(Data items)

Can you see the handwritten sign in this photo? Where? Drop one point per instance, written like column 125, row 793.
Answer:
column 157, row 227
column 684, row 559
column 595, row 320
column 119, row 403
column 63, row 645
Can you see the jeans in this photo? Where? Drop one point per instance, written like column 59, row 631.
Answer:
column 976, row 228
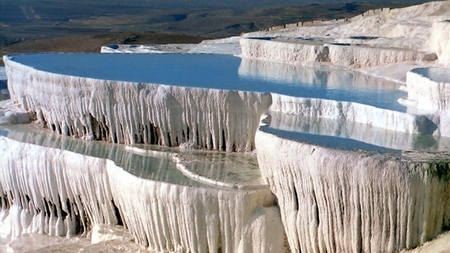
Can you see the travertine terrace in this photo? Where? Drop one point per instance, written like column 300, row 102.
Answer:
column 336, row 176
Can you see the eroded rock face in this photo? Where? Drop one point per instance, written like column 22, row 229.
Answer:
column 439, row 40
column 62, row 193
column 124, row 112
column 340, row 54
column 345, row 201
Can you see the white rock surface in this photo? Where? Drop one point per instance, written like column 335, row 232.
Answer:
column 338, row 201
column 429, row 88
column 57, row 192
column 217, row 46
column 123, row 112
column 375, row 39
column 353, row 112
column 439, row 40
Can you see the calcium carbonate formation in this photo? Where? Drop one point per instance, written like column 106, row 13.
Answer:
column 338, row 201
column 61, row 193
column 124, row 112
column 328, row 199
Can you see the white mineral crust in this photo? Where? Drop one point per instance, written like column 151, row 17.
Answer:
column 124, row 112
column 57, row 192
column 338, row 201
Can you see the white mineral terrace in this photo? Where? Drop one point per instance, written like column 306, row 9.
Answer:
column 346, row 161
column 61, row 186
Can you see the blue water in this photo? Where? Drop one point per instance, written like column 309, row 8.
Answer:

• [GIVEN EXERCISE]
Please write out the rows above again, swapping each "Can you see" for "Do you see" and leaving everything else unchanged. Omit the pictures.

• [SOLVED PROBLEM]
Do you see the handwritten sign in this photo? Where? Drop one point per instance, written like column 125, row 793.
Answer:
column 157, row 227
column 684, row 559
column 595, row 320
column 119, row 403
column 63, row 645
Do you see the jeans in this photo? Where? Drop one point per instance, written like column 59, row 631.
Answer:
column 976, row 228
Do you see the travertine terrace in this photo? Where? Drop one point per instance, written like column 300, row 102.
Answer:
column 336, row 176
Do you see the eroded rock face in this photo? Where? Drop one point per instance, written like column 22, row 229.
Answer:
column 439, row 40
column 62, row 193
column 124, row 112
column 340, row 54
column 345, row 201
Do you see the white rock surface in this photo? Where? Drop one point per instance, written like column 335, row 232.
Answer:
column 338, row 201
column 429, row 88
column 57, row 192
column 217, row 46
column 123, row 112
column 375, row 39
column 353, row 112
column 439, row 40
Do you see the calcium carbonate formation in this photo? Where? Drop one point per instance, written like column 106, row 13.
Answer:
column 338, row 201
column 61, row 193
column 124, row 112
column 328, row 199
Do you see the white mineral crust in this photo? Where? Drop one point per instance, written like column 151, row 17.
Answer:
column 124, row 112
column 57, row 192
column 338, row 201
Do you see the white mineral terrace in this photo? Where? Drop one point per instance, written like column 306, row 9.
Answer:
column 346, row 161
column 61, row 186
Do you see the blue water in this photo? Where? Drop one point per instance, written like column 309, row 8.
Answer:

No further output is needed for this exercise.